◆ **Gereksinimler**
Aşağıdaki İmralı tecridi konulu haber metninde "Genç: İmralı'daki tecrit, yeni" sözlerinden "istendiğine dikkat çekti." sözlerine kadar uzanan kısmı, bu sözler de dahil olmak üzere, harfi harfine aktarın.

◆ **Belge Alıntısı**
**********

Genç: İmralı'daki tecrit, yeni yaşam paradigmasına saldırıdır

Gazeteci Yüksel Genç, İmralı tecridiyle Ortadoğu’daki yeni yaşam paradigmasının öncüsüz bırakılmak istendiğine dikkat çekti.

Kürt Halk Önderi Abdullah Öcalan’a uygulanan ağırlaştırılmış tecridi ANF’ye değerlendiren gazeteci Yüksel Genç, tecridin boyut değiştirdiğine dikkat çekti. Genç, İmralı’daki tecridin daha önce ağırlıklı olarak Türkiye’deki Kürt sorununun çözümsüzlüğüne dayanırken, yeni tecrit uygulamasının dış politikaya dönük olduğunu belirtti. Öcalan’ın Ortadoğu halkları için öngördüğü alternatif yaşam tahayyüllerinin hayat bulmasının sadece Türkiye’nin değil, küresel güçlerin de işine gelmediğine işaret eden Genç, “Ortadoğu’da yeni bir yaşam bulma olasılığı yüksek olan bu alternatif öncüsüz bırakılmak isteniyor, o yüzden tecrit uygulanıyor” dedi.

**********

◆ **Verilen Satırlar**
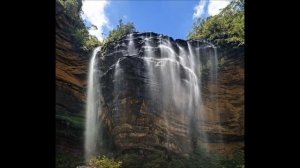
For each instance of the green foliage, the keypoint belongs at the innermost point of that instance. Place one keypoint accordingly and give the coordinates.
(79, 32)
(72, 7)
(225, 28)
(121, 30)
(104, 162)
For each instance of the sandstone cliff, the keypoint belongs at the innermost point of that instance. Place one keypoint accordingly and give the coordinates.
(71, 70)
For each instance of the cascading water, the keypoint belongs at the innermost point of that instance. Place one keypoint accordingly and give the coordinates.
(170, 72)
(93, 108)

**********

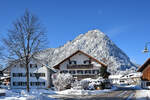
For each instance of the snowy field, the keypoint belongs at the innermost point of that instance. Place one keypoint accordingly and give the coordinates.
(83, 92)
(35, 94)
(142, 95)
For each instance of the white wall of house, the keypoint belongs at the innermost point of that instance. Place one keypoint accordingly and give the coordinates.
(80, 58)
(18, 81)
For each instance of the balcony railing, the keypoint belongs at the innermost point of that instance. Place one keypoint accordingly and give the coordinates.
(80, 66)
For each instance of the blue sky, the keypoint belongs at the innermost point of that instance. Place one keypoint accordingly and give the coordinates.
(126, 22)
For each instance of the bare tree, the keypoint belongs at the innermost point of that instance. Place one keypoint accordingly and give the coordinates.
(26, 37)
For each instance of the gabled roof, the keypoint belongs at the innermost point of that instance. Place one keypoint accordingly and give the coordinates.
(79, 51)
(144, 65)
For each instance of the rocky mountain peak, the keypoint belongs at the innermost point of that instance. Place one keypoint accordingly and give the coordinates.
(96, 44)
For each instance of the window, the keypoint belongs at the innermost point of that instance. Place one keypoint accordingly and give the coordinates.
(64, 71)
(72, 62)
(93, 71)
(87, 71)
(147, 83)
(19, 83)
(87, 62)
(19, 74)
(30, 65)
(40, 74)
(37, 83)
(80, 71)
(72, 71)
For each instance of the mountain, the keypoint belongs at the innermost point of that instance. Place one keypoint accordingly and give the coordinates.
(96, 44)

**********

◆ **Görev Yanıtı**
Genç: İmralı'daki tecrit, yeni yaşam paradigmasına saldırıdır

Gazeteci Yüksel Genç, İmralı tecridiyle Ortadoğu’daki yeni yaşam paradigmasının öncüsüz bırakılmak istendiğine dikkat çekti.